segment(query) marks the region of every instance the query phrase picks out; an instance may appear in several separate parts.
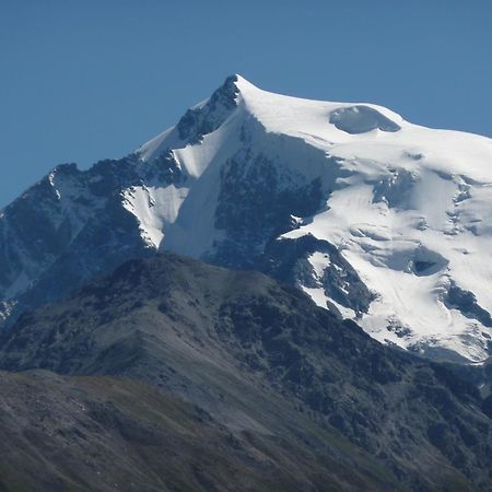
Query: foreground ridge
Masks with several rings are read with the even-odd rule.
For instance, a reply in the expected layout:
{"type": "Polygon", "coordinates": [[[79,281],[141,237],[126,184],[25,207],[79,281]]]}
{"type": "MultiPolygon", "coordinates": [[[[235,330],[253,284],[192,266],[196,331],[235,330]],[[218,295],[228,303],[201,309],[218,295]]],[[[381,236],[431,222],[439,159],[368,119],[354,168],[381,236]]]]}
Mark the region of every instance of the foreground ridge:
{"type": "Polygon", "coordinates": [[[260,269],[433,359],[492,340],[492,141],[226,79],[119,161],[55,168],[0,214],[7,326],[133,257],[260,269]]]}

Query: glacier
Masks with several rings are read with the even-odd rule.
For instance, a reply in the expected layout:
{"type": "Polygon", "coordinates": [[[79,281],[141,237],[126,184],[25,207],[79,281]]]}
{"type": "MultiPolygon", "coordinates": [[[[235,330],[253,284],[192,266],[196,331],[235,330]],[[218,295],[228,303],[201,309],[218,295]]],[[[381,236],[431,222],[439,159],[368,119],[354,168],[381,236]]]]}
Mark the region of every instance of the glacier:
{"type": "MultiPolygon", "coordinates": [[[[233,75],[130,156],[56,168],[33,192],[43,196],[36,213],[65,238],[27,247],[46,231],[26,239],[12,226],[22,197],[0,213],[4,317],[15,303],[49,301],[40,289],[61,265],[78,286],[166,249],[260,269],[383,343],[445,360],[491,353],[485,137],[413,125],[374,104],[274,94],[233,75]],[[94,230],[101,257],[86,246],[94,230]]],[[[23,203],[25,220],[35,204],[23,203]]]]}

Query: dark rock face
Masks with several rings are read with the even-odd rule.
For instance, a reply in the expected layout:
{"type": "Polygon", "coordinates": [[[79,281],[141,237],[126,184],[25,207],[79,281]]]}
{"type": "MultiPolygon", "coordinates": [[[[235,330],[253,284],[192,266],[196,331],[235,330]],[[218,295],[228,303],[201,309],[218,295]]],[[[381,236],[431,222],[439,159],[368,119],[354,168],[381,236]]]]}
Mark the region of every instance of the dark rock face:
{"type": "MultiPolygon", "coordinates": [[[[259,273],[173,255],[127,262],[23,316],[0,366],[144,380],[213,415],[233,443],[273,435],[301,457],[308,446],[328,475],[350,455],[365,490],[492,484],[490,402],[475,386],[259,273]]],[[[307,477],[317,490],[312,471],[297,466],[296,487],[307,477]]],[[[331,489],[358,490],[347,480],[331,489]]]]}
{"type": "Polygon", "coordinates": [[[475,294],[459,288],[453,281],[450,282],[444,303],[449,308],[459,309],[467,318],[477,319],[483,326],[492,327],[490,313],[478,304],[475,294]]]}
{"type": "MultiPolygon", "coordinates": [[[[321,285],[330,298],[356,314],[366,313],[373,294],[360,279],[358,272],[327,241],[307,235],[297,239],[270,242],[257,261],[258,270],[291,285],[318,286],[313,278],[313,267],[308,257],[323,253],[329,265],[323,273],[321,285]]],[[[335,306],[331,311],[337,312],[335,306]]]]}
{"type": "Polygon", "coordinates": [[[177,125],[181,140],[188,143],[198,143],[206,134],[216,130],[227,119],[237,105],[236,80],[236,75],[229,77],[203,106],[186,112],[177,125]]]}
{"type": "Polygon", "coordinates": [[[0,221],[0,298],[9,311],[4,324],[11,326],[24,311],[66,297],[130,258],[153,255],[121,192],[155,181],[177,187],[186,181],[171,152],[145,166],[133,155],[101,161],[85,172],[61,165],[7,207],[0,221]],[[15,279],[24,283],[20,294],[12,291],[20,282],[15,279]]]}
{"type": "Polygon", "coordinates": [[[225,267],[251,268],[267,243],[295,229],[294,216],[312,215],[327,192],[320,179],[303,183],[263,155],[248,152],[221,169],[215,226],[226,239],[212,260],[225,267]]]}
{"type": "Polygon", "coordinates": [[[375,130],[395,132],[400,126],[370,106],[356,105],[337,109],[330,114],[330,124],[347,133],[365,133],[375,130]]]}
{"type": "Polygon", "coordinates": [[[142,382],[0,373],[0,391],[1,490],[390,490],[313,450],[323,442],[313,430],[297,445],[293,433],[233,433],[142,382]]]}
┄┄┄┄┄┄
Every entry above needs to be retyped exactly; drop the pictures.

segment(query) marks the region of every instance the query phrase picks out; an instance may appear in several separate parts.
Query: foreground ridge
Masks with several rings are read with the even-odd rule.
For instance, a reply in the expected layout:
{"type": "Polygon", "coordinates": [[[79,281],[141,237],[126,184],[25,207],[79,281]]]}
{"type": "MultiPolygon", "coordinates": [[[[235,330],[253,284],[192,266],[196,331],[235,330]],[[218,295],[228,303],[201,309],[218,295]]],[[[381,236],[431,222],[439,159],[368,119],[354,168],[381,236]]]]}
Mark the region of every instance of the foreground ridge:
{"type": "Polygon", "coordinates": [[[260,269],[433,359],[492,340],[492,141],[226,79],[119,161],[55,168],[0,214],[7,326],[133,257],[260,269]]]}

Query: glacier
Masks with several rings are read with the even-odd rule.
For instance, a reply in the expected layout:
{"type": "Polygon", "coordinates": [[[79,281],[141,237],[126,184],[25,207],[79,281]]]}
{"type": "MultiPolygon", "coordinates": [[[[235,330],[253,284],[192,266],[196,331],[235,330]],[[218,295],[228,303],[201,309],[218,295]]],[[[381,236],[431,222],[439,159],[368,119],[354,168],[381,236]]]]}
Mark the region of every instance of the glacier:
{"type": "MultiPolygon", "coordinates": [[[[233,75],[130,156],[56,168],[33,192],[43,196],[36,213],[65,238],[27,247],[46,231],[26,239],[12,226],[22,197],[0,213],[4,317],[15,303],[49,301],[40,289],[61,265],[78,286],[166,249],[260,269],[383,343],[445,360],[491,353],[485,137],[413,125],[374,104],[274,94],[233,75]],[[94,230],[101,257],[86,246],[94,230]]],[[[23,203],[25,220],[35,204],[23,203]]]]}

Query: dark rock face
Masks with several rings are read with the even-odd rule.
For instance, a reply in the expected layout:
{"type": "Polygon", "coordinates": [[[79,281],[141,237],[126,184],[25,207],[79,281]]]}
{"type": "MultiPolygon", "coordinates": [[[[235,330],[253,284],[192,266],[196,331],[235,330]],[[218,295],[228,303],[201,309],[218,295]]],[[[381,236],[431,222],[439,159],[368,119],[354,168],[381,236]]]]}
Mark the region of every instance of the dark rock face:
{"type": "MultiPolygon", "coordinates": [[[[259,273],[173,255],[127,262],[23,316],[0,366],[144,380],[213,415],[233,443],[273,435],[301,457],[308,446],[328,475],[350,455],[365,490],[492,484],[490,402],[475,386],[259,273]]],[[[307,477],[317,490],[312,471],[297,466],[296,487],[307,477]]],[[[331,489],[358,490],[347,480],[331,489]]]]}
{"type": "Polygon", "coordinates": [[[475,294],[459,288],[453,281],[450,282],[444,303],[449,308],[459,309],[467,318],[477,319],[483,326],[492,327],[490,313],[478,304],[475,294]]]}
{"type": "MultiPolygon", "coordinates": [[[[321,285],[330,298],[356,314],[366,313],[373,294],[360,279],[358,272],[327,241],[307,235],[297,239],[270,242],[257,261],[258,270],[291,285],[318,286],[313,278],[313,267],[308,257],[323,253],[329,265],[323,273],[321,285]]],[[[335,306],[331,311],[337,312],[335,306]]]]}
{"type": "Polygon", "coordinates": [[[177,125],[181,140],[188,143],[198,143],[206,134],[216,130],[227,119],[237,105],[236,80],[236,75],[229,77],[203,106],[186,112],[177,125]]]}
{"type": "Polygon", "coordinates": [[[0,221],[0,298],[9,311],[4,324],[11,326],[24,311],[66,297],[130,258],[153,255],[121,192],[155,181],[177,187],[186,181],[171,152],[145,166],[133,155],[101,161],[85,172],[61,165],[7,207],[0,221]],[[15,279],[24,283],[20,294],[12,291],[20,282],[15,279]]]}
{"type": "Polygon", "coordinates": [[[225,267],[251,268],[267,243],[295,229],[294,216],[312,215],[327,192],[320,179],[303,183],[263,155],[248,152],[221,169],[215,226],[226,239],[212,260],[225,267]]]}
{"type": "Polygon", "coordinates": [[[375,130],[395,132],[400,126],[370,106],[356,105],[337,109],[330,114],[330,124],[347,133],[365,133],[375,130]]]}
{"type": "Polygon", "coordinates": [[[142,382],[0,373],[0,391],[1,490],[390,490],[313,450],[323,442],[313,430],[297,445],[293,433],[233,433],[142,382]]]}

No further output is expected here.